## WORK REQUIRED
Return every line of the entries below that contains the word "tower", paying attention to case.

Pointing and labeling entries
============

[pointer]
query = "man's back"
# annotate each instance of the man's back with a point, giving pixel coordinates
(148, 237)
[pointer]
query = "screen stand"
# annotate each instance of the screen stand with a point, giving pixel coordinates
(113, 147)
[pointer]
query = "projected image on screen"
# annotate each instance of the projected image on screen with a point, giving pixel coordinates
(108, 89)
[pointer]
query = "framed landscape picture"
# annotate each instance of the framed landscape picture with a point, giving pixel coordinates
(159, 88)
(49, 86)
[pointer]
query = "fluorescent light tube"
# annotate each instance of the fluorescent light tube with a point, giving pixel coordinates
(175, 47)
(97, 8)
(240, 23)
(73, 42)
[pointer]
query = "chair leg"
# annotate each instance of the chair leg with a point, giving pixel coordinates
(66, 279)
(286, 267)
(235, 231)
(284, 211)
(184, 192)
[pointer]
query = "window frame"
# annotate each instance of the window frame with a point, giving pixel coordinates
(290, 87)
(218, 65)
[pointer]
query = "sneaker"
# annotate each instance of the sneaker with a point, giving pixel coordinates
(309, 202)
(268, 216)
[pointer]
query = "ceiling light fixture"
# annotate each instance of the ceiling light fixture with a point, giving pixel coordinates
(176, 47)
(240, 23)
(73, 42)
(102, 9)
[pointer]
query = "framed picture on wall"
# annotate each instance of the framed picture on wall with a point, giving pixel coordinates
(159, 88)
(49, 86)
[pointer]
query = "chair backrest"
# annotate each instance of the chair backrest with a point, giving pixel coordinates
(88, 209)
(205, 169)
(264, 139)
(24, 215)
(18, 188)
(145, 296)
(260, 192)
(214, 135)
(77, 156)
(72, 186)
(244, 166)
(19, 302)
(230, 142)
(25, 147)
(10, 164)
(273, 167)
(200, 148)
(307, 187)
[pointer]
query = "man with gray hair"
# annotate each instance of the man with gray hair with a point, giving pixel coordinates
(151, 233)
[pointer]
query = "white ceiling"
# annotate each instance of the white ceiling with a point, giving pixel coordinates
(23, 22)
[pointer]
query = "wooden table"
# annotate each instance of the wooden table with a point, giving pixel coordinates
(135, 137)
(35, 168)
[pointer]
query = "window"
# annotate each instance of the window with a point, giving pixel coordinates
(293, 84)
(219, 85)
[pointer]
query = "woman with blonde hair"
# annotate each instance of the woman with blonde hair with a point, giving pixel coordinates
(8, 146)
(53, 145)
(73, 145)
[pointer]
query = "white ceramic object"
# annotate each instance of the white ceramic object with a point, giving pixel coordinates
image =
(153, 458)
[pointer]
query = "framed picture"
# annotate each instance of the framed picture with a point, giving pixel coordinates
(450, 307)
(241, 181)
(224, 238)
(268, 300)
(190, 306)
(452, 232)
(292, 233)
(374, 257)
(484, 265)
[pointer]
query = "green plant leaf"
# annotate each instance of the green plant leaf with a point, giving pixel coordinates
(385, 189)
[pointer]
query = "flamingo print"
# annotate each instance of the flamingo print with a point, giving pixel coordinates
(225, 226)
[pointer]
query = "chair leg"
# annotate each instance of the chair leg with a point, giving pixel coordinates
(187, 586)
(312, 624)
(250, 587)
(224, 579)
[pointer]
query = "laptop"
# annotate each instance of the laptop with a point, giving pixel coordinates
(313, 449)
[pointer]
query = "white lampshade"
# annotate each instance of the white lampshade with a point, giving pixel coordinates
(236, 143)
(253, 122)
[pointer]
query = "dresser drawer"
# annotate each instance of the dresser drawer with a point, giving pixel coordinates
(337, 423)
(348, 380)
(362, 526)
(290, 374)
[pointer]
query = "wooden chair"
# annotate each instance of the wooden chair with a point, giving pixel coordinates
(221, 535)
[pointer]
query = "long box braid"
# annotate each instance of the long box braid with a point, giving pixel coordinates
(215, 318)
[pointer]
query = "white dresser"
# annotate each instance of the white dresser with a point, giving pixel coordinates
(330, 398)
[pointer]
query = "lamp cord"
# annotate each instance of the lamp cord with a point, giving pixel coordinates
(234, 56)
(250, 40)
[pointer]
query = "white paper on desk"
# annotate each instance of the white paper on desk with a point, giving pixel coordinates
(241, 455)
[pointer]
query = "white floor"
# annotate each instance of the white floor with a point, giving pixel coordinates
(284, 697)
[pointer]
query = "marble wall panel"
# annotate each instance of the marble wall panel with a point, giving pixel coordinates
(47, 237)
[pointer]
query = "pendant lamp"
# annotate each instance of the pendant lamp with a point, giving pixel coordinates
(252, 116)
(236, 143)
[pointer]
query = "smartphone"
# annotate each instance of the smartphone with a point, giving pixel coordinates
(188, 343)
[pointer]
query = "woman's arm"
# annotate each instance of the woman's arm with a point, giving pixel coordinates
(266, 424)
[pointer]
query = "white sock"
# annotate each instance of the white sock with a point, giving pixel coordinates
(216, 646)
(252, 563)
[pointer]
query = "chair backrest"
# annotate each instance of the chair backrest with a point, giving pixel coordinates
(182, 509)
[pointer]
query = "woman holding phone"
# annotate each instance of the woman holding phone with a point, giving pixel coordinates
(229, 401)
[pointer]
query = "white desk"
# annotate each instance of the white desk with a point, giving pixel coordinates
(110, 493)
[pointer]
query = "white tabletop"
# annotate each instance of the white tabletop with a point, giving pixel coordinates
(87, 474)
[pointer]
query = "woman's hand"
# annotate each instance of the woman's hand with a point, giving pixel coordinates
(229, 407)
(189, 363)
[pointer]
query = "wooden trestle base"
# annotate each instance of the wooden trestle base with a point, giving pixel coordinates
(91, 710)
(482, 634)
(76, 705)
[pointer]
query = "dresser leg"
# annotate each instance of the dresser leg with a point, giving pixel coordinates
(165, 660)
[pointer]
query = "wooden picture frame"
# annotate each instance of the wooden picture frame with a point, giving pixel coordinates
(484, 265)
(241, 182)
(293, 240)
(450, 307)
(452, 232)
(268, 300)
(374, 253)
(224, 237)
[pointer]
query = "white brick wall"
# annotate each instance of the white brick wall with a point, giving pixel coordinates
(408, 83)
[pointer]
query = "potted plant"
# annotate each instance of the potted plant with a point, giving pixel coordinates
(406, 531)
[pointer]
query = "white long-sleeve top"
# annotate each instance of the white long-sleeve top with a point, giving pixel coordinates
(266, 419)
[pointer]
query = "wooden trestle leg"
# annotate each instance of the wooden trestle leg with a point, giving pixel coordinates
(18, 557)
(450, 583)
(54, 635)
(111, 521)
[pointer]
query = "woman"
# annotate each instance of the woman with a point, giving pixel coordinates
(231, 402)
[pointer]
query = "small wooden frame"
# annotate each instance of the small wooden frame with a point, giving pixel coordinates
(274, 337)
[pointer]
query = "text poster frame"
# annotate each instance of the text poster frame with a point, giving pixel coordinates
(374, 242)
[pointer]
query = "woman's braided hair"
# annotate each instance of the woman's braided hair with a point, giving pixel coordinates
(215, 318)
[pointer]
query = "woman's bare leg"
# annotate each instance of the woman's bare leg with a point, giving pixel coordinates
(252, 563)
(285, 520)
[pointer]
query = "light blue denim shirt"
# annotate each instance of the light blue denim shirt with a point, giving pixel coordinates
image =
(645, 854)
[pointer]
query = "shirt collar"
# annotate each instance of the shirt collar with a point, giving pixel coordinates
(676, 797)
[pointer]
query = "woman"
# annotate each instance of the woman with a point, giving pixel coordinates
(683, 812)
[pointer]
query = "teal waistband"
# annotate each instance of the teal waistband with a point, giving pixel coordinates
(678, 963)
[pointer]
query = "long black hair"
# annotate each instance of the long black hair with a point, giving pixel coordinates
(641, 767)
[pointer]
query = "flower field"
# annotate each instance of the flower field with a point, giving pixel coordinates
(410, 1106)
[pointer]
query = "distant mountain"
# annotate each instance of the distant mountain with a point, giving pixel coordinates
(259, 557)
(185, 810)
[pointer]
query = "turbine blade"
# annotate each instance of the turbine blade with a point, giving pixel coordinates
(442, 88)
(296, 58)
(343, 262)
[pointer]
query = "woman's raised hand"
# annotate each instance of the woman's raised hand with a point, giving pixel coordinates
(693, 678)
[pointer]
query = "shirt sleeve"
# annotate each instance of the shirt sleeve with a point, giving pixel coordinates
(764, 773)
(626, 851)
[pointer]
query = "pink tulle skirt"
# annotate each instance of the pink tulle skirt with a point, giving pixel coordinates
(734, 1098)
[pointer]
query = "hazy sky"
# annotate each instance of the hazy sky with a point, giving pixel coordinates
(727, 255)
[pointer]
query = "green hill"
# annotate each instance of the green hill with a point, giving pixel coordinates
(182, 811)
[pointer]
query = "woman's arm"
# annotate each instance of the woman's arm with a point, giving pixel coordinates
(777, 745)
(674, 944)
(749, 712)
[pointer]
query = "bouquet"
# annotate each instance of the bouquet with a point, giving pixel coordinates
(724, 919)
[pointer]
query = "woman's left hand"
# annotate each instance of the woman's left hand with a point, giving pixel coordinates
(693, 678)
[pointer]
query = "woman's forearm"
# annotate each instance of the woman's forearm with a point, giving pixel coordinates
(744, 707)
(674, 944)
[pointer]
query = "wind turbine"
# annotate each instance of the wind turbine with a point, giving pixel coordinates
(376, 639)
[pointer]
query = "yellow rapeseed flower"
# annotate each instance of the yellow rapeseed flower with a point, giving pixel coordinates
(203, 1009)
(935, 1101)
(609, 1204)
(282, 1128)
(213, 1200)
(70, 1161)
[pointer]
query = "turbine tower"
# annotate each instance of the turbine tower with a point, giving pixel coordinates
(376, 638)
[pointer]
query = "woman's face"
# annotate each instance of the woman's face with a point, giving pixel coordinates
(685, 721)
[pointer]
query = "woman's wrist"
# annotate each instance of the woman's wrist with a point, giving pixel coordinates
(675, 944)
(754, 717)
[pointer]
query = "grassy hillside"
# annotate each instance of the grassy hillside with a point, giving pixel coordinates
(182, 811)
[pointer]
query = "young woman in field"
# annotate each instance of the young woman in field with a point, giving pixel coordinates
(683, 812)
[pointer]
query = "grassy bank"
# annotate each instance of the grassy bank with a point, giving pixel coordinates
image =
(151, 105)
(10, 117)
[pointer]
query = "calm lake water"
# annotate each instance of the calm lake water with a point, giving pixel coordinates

============

## SOLUTION
query = "turbine tower"
# annotate each instance of the turbine tower with a point, giving pixel coordinates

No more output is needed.